Records to use:
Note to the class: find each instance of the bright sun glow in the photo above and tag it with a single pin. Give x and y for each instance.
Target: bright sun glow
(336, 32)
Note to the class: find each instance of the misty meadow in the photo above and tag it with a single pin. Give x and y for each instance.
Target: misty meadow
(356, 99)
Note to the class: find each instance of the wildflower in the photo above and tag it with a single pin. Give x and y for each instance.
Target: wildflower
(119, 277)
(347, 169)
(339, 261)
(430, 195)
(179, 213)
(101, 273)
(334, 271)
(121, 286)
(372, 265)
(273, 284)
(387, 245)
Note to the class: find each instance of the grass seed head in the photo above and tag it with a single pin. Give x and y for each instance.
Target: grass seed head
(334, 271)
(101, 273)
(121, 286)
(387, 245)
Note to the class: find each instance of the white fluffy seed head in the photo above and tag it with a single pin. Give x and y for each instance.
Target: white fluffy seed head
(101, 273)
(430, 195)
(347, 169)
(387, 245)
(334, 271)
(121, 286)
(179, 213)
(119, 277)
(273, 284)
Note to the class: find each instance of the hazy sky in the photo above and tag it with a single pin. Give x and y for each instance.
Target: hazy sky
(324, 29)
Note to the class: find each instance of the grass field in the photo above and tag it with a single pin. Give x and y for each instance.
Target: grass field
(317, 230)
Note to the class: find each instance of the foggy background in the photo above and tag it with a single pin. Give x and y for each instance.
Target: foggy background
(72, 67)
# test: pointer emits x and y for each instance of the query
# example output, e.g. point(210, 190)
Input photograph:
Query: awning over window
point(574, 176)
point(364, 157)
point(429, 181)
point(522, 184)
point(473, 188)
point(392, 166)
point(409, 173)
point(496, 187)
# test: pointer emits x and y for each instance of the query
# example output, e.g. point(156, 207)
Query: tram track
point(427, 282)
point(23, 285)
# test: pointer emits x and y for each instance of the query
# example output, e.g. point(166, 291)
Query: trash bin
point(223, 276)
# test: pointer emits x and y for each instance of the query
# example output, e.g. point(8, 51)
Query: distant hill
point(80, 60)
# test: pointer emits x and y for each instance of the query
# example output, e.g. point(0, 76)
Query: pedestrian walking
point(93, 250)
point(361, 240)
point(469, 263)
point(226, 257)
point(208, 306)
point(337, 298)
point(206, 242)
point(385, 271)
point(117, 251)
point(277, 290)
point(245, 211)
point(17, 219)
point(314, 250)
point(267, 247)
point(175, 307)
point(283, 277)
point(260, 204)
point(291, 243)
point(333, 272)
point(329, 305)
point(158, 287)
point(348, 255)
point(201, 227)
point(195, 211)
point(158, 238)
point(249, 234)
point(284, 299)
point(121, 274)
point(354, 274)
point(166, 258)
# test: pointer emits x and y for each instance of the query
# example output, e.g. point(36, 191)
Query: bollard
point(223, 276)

Prompt: Lay out every record above as a two-column CSV with the header row request,answer and one row per record. Put each record's request text and its answer in a single quoted field each, with all line breaks replaced by spaces.

Written answer:
request,answer
"Note to the class: find each instance of the bright sun glow in the photo above and tag it with a single pin. Give x and y for each instance. Target: bright sun glow","(336, 32)"
"Note to the class: find each instance of the misty meadow in the photo above and tag it with a single pin. Give x and y for each instance. Target: misty meadow","(356, 99)"
"Note to the class: find each instance of the wildflower in the photo above and tag it with a single pin. Give x and y for each instance. Target: wildflower","(119, 277) (347, 169) (339, 261) (430, 195) (179, 213) (101, 273) (334, 271) (121, 286) (372, 265) (273, 284) (387, 245)"
"Note to the class: find each instance of the grass seed head in the photo above and tag it with a single pin. Give x and y for each instance. Target: grass seed head","(334, 271) (101, 273) (121, 286) (387, 245)"
"Note to the class: find each instance of the white fluffy seed head in the photo above and tag it with a single pin. Give x and y for each instance. Target: white fluffy seed head","(101, 273) (430, 195) (347, 169) (387, 245) (334, 271) (121, 286) (179, 213) (119, 277) (273, 284)"
"Note to the class: find each instance of the hazy sky in the photo above and tag it with a single pin. Give x and y for each instance. Target: hazy sky","(324, 29)"
"Note to the class: find each instance of the grass field in the photo above and tag it with a single pin. Give x and y for each instance. Target: grass field","(317, 230)"
"Note to the class: find each instance of the foggy background in the photo above and tag it with a single pin. Give x and y for each instance. Target: foggy background","(72, 67)"
"# test: pointer emits x and y for each instance of the query # example output, e.g. point(210, 190) Input photograph: Query: awning over window","point(574, 176) point(364, 157) point(429, 181) point(522, 184) point(473, 188) point(392, 166) point(409, 173) point(496, 187)"
"# test: pointer emits x and y for each instance of the query # example output, e.g. point(156, 207) Query: tram track","point(427, 282) point(23, 285)"
"# test: pointer emits x and y for each instance of the query # example output, e.g. point(166, 291) Query: trash bin","point(223, 276)"
"# test: pointer emits x and y for each instance of the query # example output, e.g. point(8, 51) Query: distant hill","point(80, 60)"
"# test: pointer emits x and y for each instance of the query # example output, e.g. point(0, 76) Query: pedestrian walking","point(93, 250) point(361, 240) point(469, 263) point(226, 257) point(208, 306) point(337, 298) point(206, 242) point(385, 271) point(117, 251) point(277, 290) point(245, 211) point(17, 219) point(314, 250) point(267, 247) point(175, 307) point(283, 277) point(260, 204) point(291, 243) point(333, 272) point(329, 305) point(158, 287) point(348, 255) point(201, 227) point(195, 211) point(158, 238) point(249, 234) point(284, 299) point(121, 274) point(354, 274) point(166, 258)"
"# test: pointer emits x and y for each instance of the query # example output, e.g. point(36, 191) Query: bollard","point(223, 276)"